EXTRACTED RECORDS:
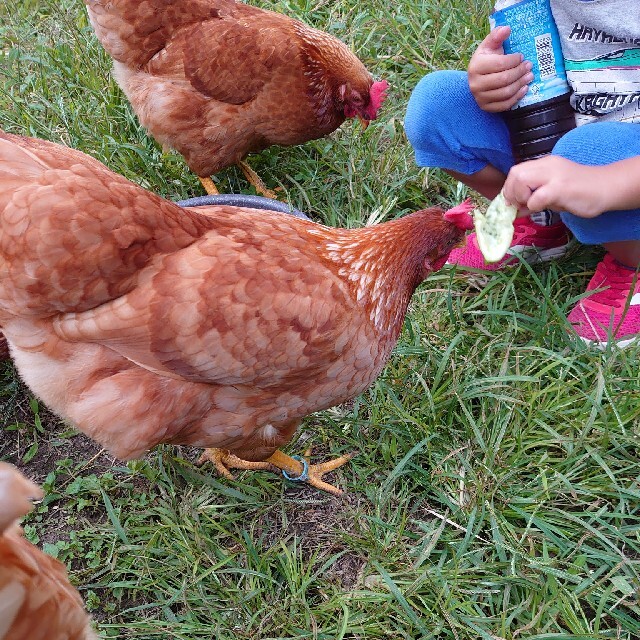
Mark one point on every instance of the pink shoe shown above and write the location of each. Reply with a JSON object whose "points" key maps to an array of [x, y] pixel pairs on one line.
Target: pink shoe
{"points": [[533, 242], [614, 312]]}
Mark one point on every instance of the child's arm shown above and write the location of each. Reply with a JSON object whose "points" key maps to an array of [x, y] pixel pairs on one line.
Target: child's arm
{"points": [[497, 81], [583, 190]]}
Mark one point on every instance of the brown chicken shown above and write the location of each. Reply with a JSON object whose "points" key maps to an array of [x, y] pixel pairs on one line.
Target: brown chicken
{"points": [[218, 79], [141, 322], [36, 600]]}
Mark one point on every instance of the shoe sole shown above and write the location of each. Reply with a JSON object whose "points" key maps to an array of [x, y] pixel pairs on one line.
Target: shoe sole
{"points": [[620, 344]]}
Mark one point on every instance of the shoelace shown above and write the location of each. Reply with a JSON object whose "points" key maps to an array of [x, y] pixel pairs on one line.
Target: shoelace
{"points": [[618, 281]]}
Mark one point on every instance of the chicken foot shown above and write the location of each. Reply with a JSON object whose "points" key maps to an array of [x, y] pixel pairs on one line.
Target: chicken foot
{"points": [[292, 468]]}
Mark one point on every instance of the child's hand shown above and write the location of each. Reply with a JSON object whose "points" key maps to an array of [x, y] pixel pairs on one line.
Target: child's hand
{"points": [[559, 184], [497, 81]]}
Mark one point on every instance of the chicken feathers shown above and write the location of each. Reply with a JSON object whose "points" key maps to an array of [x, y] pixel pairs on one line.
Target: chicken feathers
{"points": [[142, 322], [218, 79]]}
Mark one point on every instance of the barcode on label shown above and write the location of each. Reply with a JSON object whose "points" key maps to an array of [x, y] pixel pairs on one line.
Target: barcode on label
{"points": [[546, 58]]}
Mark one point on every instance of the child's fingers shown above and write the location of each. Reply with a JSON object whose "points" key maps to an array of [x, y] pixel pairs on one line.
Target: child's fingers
{"points": [[486, 64], [494, 39]]}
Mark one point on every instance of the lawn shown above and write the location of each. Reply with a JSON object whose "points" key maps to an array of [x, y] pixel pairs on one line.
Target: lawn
{"points": [[496, 493]]}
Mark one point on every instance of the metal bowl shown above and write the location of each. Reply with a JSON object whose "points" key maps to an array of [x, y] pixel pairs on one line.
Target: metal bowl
{"points": [[242, 200]]}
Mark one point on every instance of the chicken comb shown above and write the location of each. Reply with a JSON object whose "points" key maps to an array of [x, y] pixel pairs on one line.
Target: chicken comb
{"points": [[460, 215], [378, 93], [16, 494]]}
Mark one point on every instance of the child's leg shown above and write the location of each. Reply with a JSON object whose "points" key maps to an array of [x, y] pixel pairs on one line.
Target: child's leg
{"points": [[448, 130], [613, 310], [602, 143]]}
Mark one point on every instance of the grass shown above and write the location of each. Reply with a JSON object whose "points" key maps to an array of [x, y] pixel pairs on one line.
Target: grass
{"points": [[496, 493]]}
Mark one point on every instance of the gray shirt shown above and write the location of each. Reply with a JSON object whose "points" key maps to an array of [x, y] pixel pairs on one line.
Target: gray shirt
{"points": [[601, 47]]}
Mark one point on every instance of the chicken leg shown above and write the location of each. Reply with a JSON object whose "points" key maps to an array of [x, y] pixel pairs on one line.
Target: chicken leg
{"points": [[209, 186], [255, 180], [291, 468]]}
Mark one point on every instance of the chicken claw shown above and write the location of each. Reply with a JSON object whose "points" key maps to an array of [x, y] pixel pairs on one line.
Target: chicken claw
{"points": [[293, 468], [301, 471]]}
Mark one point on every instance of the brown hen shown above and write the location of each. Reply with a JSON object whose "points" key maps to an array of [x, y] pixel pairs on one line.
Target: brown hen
{"points": [[36, 600], [141, 322], [218, 79]]}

STATED TASK:
Repeat the full listing above exactly, with no pictures in the copy.

THE COMPLETED TASK:
Mark one point on every instance of the pink shoe shown above and write the location of each. Reply with a JSON object whose "points" key maps to an array of [x, y] pixel pairs on one line.
Target: pink shoe
{"points": [[533, 242], [614, 312]]}
Mark one point on every instance of the child's arm shown above and write the location of each. Reply with a JSON object whose "points" key maps to an array of [x, y] pixel pairs on one line.
Target: child's arm
{"points": [[497, 81], [583, 190]]}
Mark one point on every instance of the brown chicken shown above and write the location of each. Reply with a JSON object whose "points" key maps to an array of [x, y] pixel pairs on one line.
Target: brown chicken
{"points": [[218, 79], [141, 322], [36, 600]]}
Mark one point on every instance of the shoe sole shown above and write the location of each. Reply with a JSON object whose "points" key maps to an array of [x, y] pixel pairs on one line.
Target: shoe sole
{"points": [[620, 344]]}
Mark one point on every instance of the shoelace shown above and write the location of each. Reply with a JSON object whose "points" key maps to an array of [x, y] pixel pairs on one line.
Target: shoelace
{"points": [[618, 281]]}
Mark one point on every instance of the chicken foot shown above and write the location of each. Reply with a JSON object whose "points" key maps to an array of [x, y] pixel pairs on one line.
Target: chicken foot
{"points": [[292, 468]]}
Mark one point on every instance of the child's hand shown above and write the location of each. Reply with a JSON object whose "points" key maps to an array of [x, y] pixel pairs on one line.
Target: child's hand
{"points": [[559, 184], [497, 81]]}
Mark one point on every instance of the chicken feathers shown above and write the location of each. Reply with a JSON object whose "points" key maps to an array of [x, y] pixel pairs on one line.
Target: chicken feathers
{"points": [[142, 322], [218, 79]]}
Mark one point on every instance of the barcode on label shown above and write the location of each. Reply with a JSON object whose "points" key maps to an array of [x, y] pixel pairs on one line.
Target: barcode on label
{"points": [[546, 58]]}
Mark one point on every instance of the child's fingers shown above and write the location of each. Reply with a JSON object whose "points" key maps to an array of [x, y] pixel pairs on one line.
Target: child's fingers
{"points": [[486, 64], [494, 39]]}
Mark one point on every instance of the lawn shown above and write the location of each. Reply with a JSON object whose "points" key maps to an array of [x, y] pixel pairs on one line.
Target: lawn
{"points": [[496, 493]]}
Mark one point on every instance of the metal bowl shown above and write the location of each. Reply with a JSON object whose "points" key maps to an array of [x, y] pixel pairs on one line.
Target: metal bowl
{"points": [[242, 200]]}
Mark one point on every instance of the chicken comb shown above and write the location of each. Reply with a JSON object whose "points" key maps to an array of [x, y] pixel pairs on one line.
Target: chicken comb
{"points": [[460, 215], [378, 93], [16, 494]]}
Mark one point on every instance of the child's leg shown above and write the location of each. Reply with a JSON object whose "points" key maps to an array of [x, y] pixel pairs on one line.
Target: child's leg
{"points": [[448, 130], [613, 310], [602, 143]]}
Mark one point on every instance of the grass shown above and write the location of each. Reply with a JSON object whose "points" key maps to an array of [x, y] pixel pairs on one line.
Target: grass
{"points": [[496, 493]]}
Mark one point on every instance of the gray shirt shown above and write the location of each. Reply with a JSON object whose "points" key maps to an array of [x, y] pixel pairs on one line.
Target: gray shirt
{"points": [[601, 47]]}
Mark one point on every instance of the chicken leg shown above and write the location of each. Reply with a JSON object whose "points" key maps to an array of [x, y] pixel pairs on one line.
Target: chicken leg
{"points": [[209, 186], [255, 180], [291, 468]]}
Mark one point on every instance of the chicken claw shown above and write the location of each. Reply with a JSON object whose "points" key maps to an array of [x, y] pixel pairs on one line.
Target: chicken claw
{"points": [[293, 468], [301, 471]]}
Mark one point on every instance of the brown hen shown above and write the location of each. Reply with a JSON object whose "points" key maps to an array of [x, y] pixel pairs on one line.
Target: brown hen
{"points": [[36, 600], [141, 322], [218, 79]]}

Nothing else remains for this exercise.